## STUDY TEXT
BEGIN
How can that be? It can’t. It appears the early reports had it wrong. Was it just a mistake? Too early to tell? Cherry-picking? Spin? It’s hard to say at this point, but it is possible to say that some of the media outlets that jumped on the story have a history of jumping on stories that appear to do political damage to Trump.

So what was wrong with the early reports? Some new analyses focus on one part of the bomb making process called metallization, that is, turning enriched uranium into a metal that becomes the explosive core of a nuclear weapon. If there’s no metallization, there’s no bomb. And it appears Israeli and U.S. attacks destroyed — you can say “obliterated,” if you like — Iran’s metallization capacity. 

This is from the New York Times on Saturday

Some early assessments of the war cast the Israeli and American strikes as setting Iran’s nuclear program back only a few months but apparently without specifying which part of its nuclear infrastructure could be quickly rebuilt. Now, however, nuclear experts say the destruction of Iran’s metallization plants has seemingly ended Tehran’s near-term ability to make a bomb’s explosive core. Rebuilding the crucial sites, they add, could take years. “It’s a bottleneck,” said David Albright, president of the Institute for Science and International Security, a private group in Washington that tracks nuclear proliferation. “They have to rebuild it.”

This might not be out-of-the-blue news to you if you listened to Secretary of State Marco Rubio on Wednesday. Rubio, who is also the acting national security adviser, was trying to counter the spin that the bombing had little effect. “He said the destruction of the conversion plants — an alternative name for the metallization sites — set the Iranians back for years, not a few months as claimed in a preliminary Defense Intelligence Agency report on the war’s impact,” the New York Times reported. “‘You can’t do a nuclear weapon without a conversion facility,’ said Mr. Rubio. ‘We can’t even find where it is, where it used to be on the map. The whole thing is blackened out. It’s wiped out.’”

You might also not be surprised if you read the words of David Albright, the expert mentioned above, in a report last Tuesday. “Overall, Israel’s and U.S. attacks have effectively destroyed Iran’s centrifuge enrichment program,” Albright wrote. “It will be a long time before Iran comes anywhere near the capability it had before the attack.”
END
[Source records]
BEGIN
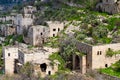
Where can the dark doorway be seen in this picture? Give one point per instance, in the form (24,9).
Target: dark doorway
(43,67)
(49,72)
(77,62)
(15,65)
(106,65)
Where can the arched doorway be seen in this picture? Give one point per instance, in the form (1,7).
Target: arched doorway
(43,67)
(77,62)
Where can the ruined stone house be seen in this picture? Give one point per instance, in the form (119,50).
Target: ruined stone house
(109,6)
(17,57)
(24,20)
(55,27)
(37,35)
(95,57)
(7,29)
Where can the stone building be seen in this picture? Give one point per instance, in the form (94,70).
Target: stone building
(10,56)
(29,9)
(7,29)
(55,27)
(37,35)
(109,6)
(16,57)
(95,57)
(24,20)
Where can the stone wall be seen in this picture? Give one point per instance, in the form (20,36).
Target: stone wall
(9,56)
(87,50)
(110,6)
(99,58)
(96,55)
(55,27)
(108,77)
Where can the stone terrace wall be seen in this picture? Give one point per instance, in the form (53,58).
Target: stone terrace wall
(108,77)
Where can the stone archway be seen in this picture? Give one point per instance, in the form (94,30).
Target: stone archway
(77,62)
(43,67)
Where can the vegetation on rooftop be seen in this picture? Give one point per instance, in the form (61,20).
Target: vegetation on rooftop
(110,52)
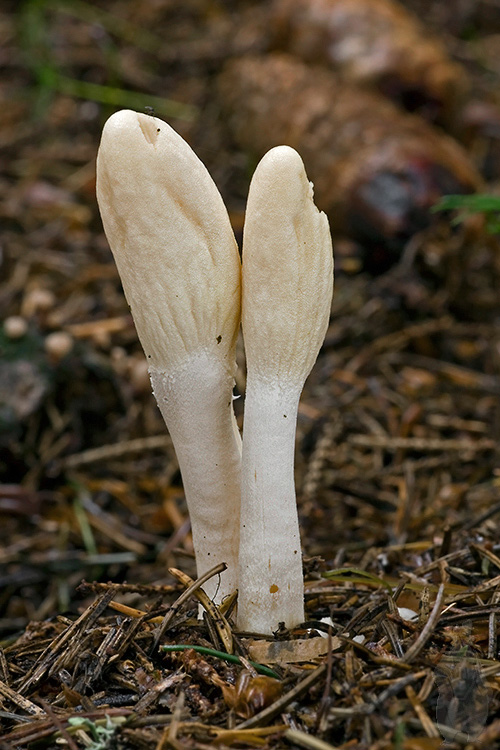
END
## ACTIVITY
Write the next portion of the article on the strikes against Iran's nuclear program, picking up immediately after its final sentence. The entries above are independent of the article and are not part of it.

## EXERCISE ANSWER
Asked about that on PBS Thursday, Albright added: “Well, I think what we saw in satellite imagery, and we know a lot about the nuclear sites, is, you had thousands and thousands of centrifuges destroyed. And more importantly, you have the ability to make them was destroyed and to create the thing that is enriched.” 

It is important to say that it is still too early for any sort of final assessment of the damage. But it might not be too early to say that the Defense Intelligence Agency report that got all the anti-Trump voices so excited perhaps did not specify “which part of [Iran’s] nuclear infrastructure could be quickly rebuilt,” in the words of the New York Times. Some reporters, eager to debunk Trump and pronounce Trump’s action a failure, paid a lot of attention to reports that Iran managed to keep some enriched uranium but failed to ask whether Iran could still manufacture a nuclear bomb.

Of course that didn’t stop the partisans from jumping into the story. “Listen, to me it still appears that we have only set back the Iranian nuclear program by a handful of months,” said Sen. Chris Murphy (D-CT), perhaps one of the most aggressive of the second-term Trump antagonists. “There’s no doubt there was damage done to the program, but the allegations that we have obliterated their program just don’t seem to stand up to reason.”

Even as Murphy spoke, it was becoming clear that a variety of assessments and analyses, looking at the entire Iranian nuclear weapons program, suggested the damage was far, far more extensive than the Democrat said. Was the Iranian program “obliterated”? Argue about the word if you like. But the damage inflicted by the U.S. and Israeli attacks appears to have been devastating.